Your instructions — In the tube amplifier post below, rewrite everything from "Refering to the" down to "Ec2 = 250V)", putting "the chart" wherever "the graph" appears.

Document segment —
......

Im a electrical engineer student and I have made several tube amps for guitar using existing schematics and stuff, but now I want to design my own amplifier form 0.

I understand the concepts, the diferents classes of operation, biasing etc.. also the roles of components, maching a OT etc....

For this purpose I downloaded a book called "Designing vacuum tube amplifiers and related topics" by Charles R. Couch

The book explain step by step how to design a guitar amplifier, starting for the power stage

I realy like the aproach of this book, very simple and easy understanding, absolutly foolproof and great practical data



For the amp I want to design, will be a 6L6s (not CG) push pull AB1 amplifier of 25W

Refering to the book, I searched in the datashet for the graph "Plate current (Ib) in the (Y) axis and Plate voltage in the (X) axis", then locate the line Ib @ Ec1 = 0, then put a point in the middle of the curve (from the end of the "knee" of the curve to the end of the line), then get the Imax for that point in the graph, arround 180mA (with Ec2 = 250V)

Ok, so far so good.. then the next formula appears for making an estimation of the plate swing voltage:

Pout = 0.32 x Imax x Eb ; rearranging the terms: Eb = (3.125 x Pout) / Imax

Where Imax (obtained from the plate curves) = 0.18 and Pout = 25

This give me 434.0V of plate swing voltage, exceeding the datasheet maximun plate voltage rating of 360V...

......

Data rows —
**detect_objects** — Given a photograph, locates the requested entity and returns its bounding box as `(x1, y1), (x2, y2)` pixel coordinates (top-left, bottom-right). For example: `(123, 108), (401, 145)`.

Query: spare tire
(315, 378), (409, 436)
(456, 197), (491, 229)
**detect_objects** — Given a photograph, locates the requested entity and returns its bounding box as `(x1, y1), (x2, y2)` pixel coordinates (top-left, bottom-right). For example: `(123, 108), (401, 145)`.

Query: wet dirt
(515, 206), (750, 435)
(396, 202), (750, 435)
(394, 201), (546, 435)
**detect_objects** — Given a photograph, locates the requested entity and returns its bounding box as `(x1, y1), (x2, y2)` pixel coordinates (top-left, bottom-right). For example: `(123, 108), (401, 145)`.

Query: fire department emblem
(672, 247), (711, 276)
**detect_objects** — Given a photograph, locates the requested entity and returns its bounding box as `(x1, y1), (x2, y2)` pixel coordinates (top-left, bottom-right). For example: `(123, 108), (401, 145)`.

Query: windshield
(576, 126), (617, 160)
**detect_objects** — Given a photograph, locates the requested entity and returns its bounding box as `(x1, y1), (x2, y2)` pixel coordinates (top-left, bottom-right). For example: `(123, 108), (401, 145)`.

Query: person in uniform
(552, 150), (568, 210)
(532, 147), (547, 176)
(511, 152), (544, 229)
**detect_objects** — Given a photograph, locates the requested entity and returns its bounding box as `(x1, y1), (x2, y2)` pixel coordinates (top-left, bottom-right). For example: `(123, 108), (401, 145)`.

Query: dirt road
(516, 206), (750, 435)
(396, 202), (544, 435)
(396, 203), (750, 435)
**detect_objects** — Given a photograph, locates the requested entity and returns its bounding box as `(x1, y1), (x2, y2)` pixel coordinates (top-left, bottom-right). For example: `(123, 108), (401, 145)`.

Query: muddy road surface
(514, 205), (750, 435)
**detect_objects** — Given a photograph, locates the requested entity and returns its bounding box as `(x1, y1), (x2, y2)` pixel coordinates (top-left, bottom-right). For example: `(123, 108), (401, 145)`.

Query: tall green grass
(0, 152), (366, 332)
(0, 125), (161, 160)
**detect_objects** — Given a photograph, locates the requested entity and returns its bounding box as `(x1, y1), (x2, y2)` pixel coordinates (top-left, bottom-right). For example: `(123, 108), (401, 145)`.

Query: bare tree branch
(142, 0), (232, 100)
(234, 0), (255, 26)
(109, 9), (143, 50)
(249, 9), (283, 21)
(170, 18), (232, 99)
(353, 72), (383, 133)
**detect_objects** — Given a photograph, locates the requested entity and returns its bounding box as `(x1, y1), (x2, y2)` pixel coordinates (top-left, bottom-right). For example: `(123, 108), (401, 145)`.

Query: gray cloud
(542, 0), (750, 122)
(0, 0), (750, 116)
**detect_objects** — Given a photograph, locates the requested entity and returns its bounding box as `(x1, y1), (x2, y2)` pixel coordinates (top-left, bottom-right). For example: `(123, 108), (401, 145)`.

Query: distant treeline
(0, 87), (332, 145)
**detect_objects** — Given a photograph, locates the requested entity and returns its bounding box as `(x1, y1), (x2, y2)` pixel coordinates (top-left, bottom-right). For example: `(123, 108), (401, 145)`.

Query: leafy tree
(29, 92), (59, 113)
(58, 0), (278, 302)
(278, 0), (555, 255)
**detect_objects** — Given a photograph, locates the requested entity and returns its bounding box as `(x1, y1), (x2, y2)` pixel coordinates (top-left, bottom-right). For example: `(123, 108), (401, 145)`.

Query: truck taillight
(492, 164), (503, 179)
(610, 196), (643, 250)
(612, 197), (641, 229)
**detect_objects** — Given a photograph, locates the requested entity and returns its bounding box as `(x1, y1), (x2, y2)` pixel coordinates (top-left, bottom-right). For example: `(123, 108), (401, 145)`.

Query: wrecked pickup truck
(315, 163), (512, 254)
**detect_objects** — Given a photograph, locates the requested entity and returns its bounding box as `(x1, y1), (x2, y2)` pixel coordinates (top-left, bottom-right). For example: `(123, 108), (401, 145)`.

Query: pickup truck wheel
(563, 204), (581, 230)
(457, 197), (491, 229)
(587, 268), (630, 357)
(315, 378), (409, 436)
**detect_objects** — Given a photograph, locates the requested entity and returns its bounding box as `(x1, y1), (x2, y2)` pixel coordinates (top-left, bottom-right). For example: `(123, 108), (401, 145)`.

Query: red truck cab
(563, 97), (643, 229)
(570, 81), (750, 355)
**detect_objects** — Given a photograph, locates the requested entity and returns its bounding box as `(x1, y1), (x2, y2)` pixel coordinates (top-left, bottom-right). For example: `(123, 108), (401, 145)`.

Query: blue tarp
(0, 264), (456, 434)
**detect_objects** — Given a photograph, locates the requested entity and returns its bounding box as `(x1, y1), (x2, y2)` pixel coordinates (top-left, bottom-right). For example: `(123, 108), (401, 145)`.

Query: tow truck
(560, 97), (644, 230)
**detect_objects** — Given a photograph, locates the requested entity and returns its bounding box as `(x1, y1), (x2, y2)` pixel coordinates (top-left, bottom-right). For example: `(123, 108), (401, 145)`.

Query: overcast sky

......

Solution —
Refering to the book, I searched in the datashet for the chart "Plate current (Ib) in the (Y) axis and Plate voltage in the (X) axis", then locate the line Ib @ Ec1 = 0, then put a point in the middle of the curve (from the end of the "knee" of the curve to the end of the line), then get the Imax for that point in the chart, arround 180mA (with Ec2 = 250V)